▶ What the task asks
Please write out the records exactly.

__________________________________________________

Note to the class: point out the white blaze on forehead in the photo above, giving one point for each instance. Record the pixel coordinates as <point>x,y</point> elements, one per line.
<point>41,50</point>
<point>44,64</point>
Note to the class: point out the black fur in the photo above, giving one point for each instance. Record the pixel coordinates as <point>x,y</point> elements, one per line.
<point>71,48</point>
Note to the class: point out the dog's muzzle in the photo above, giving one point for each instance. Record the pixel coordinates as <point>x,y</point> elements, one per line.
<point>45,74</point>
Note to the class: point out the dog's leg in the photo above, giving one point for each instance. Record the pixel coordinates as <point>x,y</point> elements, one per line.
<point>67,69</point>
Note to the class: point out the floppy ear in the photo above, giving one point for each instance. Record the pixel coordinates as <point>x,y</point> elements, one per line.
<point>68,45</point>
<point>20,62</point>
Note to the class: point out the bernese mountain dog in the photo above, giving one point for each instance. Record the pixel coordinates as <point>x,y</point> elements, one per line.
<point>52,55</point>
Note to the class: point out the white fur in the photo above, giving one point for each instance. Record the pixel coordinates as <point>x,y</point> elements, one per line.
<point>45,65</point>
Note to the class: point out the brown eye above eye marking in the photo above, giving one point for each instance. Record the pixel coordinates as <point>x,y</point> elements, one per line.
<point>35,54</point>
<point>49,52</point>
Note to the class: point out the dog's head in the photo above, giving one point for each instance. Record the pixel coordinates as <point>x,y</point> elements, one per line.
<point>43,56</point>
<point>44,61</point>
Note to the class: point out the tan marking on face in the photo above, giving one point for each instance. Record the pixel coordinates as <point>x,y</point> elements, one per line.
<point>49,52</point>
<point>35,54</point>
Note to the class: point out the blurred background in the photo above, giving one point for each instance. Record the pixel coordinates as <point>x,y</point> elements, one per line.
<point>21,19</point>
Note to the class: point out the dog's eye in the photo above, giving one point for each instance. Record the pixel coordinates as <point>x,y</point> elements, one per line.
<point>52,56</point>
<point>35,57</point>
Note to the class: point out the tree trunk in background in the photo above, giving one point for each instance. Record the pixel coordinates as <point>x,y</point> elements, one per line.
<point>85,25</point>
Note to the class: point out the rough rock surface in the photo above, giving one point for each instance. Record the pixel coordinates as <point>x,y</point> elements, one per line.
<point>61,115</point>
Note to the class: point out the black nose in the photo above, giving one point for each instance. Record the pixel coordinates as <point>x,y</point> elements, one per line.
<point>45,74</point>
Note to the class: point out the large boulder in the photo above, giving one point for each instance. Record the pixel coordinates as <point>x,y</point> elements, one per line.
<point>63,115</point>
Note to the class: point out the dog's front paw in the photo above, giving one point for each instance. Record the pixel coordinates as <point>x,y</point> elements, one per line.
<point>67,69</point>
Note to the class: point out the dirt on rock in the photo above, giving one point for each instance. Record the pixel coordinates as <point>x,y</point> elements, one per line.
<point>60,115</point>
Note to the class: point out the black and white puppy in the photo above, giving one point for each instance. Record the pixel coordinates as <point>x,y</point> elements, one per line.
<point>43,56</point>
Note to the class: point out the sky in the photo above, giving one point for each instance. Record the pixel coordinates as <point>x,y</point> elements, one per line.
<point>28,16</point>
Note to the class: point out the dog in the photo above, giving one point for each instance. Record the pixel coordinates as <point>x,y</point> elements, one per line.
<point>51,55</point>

__________________________________________________

▶ Task solution
Note to the class: point out the white blaze on forehead in the photo above, giving one point for each instance. Record the pixel coordinates as <point>x,y</point> elements, one per line.
<point>41,50</point>
<point>44,64</point>
Note to the class: point out the black fur in the photo above, giving one point for each instance. Record the pixel coordinates as <point>x,y</point> elements, one per line.
<point>71,48</point>
Note to the class: point out the dog's muzzle in the photo above, giving one point for each instance. Record the pixel coordinates as <point>x,y</point> elements, one per line.
<point>45,74</point>
Note to the class: point out the dog's leg in the photo above, giving one point for each instance. Record the pixel coordinates as <point>x,y</point> elements, one per line.
<point>67,69</point>
Note to the class: point out the floppy ear in the photo above, giving one point for each instance. Record the pixel coordinates as <point>x,y</point> elements, one per line.
<point>68,45</point>
<point>20,62</point>
Note to the class: point out the bernese mountain dog in the photo above, giving one point for each instance. Record the pixel coordinates as <point>x,y</point> elements, one per line.
<point>52,55</point>
Note to the class: point out the white fur in the photo above, giving one point for each instance. Record the pixel coordinates as <point>x,y</point> elements, one per line.
<point>45,65</point>
Note to the class: point out the brown eye above eye marking in the photo above, giving one point for each instance. Record the pixel coordinates as <point>x,y</point> elements, one per line.
<point>35,54</point>
<point>49,52</point>
Note to the class: point out the dog's head in the photo above, giving one point for each instance. Record the pixel coordinates as <point>x,y</point> elements, one per line.
<point>43,56</point>
<point>44,61</point>
Note to the class: point out the tan marking on face in the photo above, giving one point for each instance. Record the pixel coordinates as <point>x,y</point> elements, one per line.
<point>49,52</point>
<point>35,54</point>
Note to the class: point out the blurred background in the photo above, giving one point for each instance. Record the pixel coordinates as <point>x,y</point> elements, one per line.
<point>21,19</point>
Note to the class: point out the dog's eye in the photo above, giving one point for each instance. Record the pixel coordinates as <point>x,y</point> elements, one per line.
<point>52,56</point>
<point>35,57</point>
Note to the class: point out the tree trunk in background in the photo above, giving one point for each instance. Record the pixel coordinates as <point>x,y</point> elements, one per line.
<point>85,25</point>
Note to the class: point out the rough rock surface in the photo above, giving one point for each instance. Record the pixel coordinates as <point>x,y</point> elements, one per line.
<point>61,115</point>
Note to the class: point out the black nose in the photo above, giving one point for each instance. Record the pixel coordinates as <point>x,y</point> elements, one per line.
<point>45,74</point>
Note to the class: point out the large boulder in the photo above, giving one point for each instance. Record the pixel coordinates as <point>x,y</point> elements, one per line.
<point>63,115</point>
Note to the class: point out the dog's front paw in the photo above, giving one point for each instance. Record the pixel coordinates as <point>x,y</point> elements, one per line.
<point>67,69</point>
Note to the class: point out the dirt on rock in the photo above, giving one point for each instance. Record the pixel coordinates as <point>x,y</point> elements, one per line.
<point>60,115</point>
Note to the class: point out the black and white puppy in the photo above, giving one point for each instance. Record the pixel coordinates as <point>x,y</point> elements, one per line.
<point>43,56</point>
Note to the class: point out the sky in the photo above, giving one point for each instance. Record the pixel coordinates as <point>x,y</point> elements, one per line.
<point>28,16</point>
Note to the class: point out the dog in the photo above, giving one point for each instance. Record the pixel coordinates as <point>x,y</point> elements, one per line.
<point>51,55</point>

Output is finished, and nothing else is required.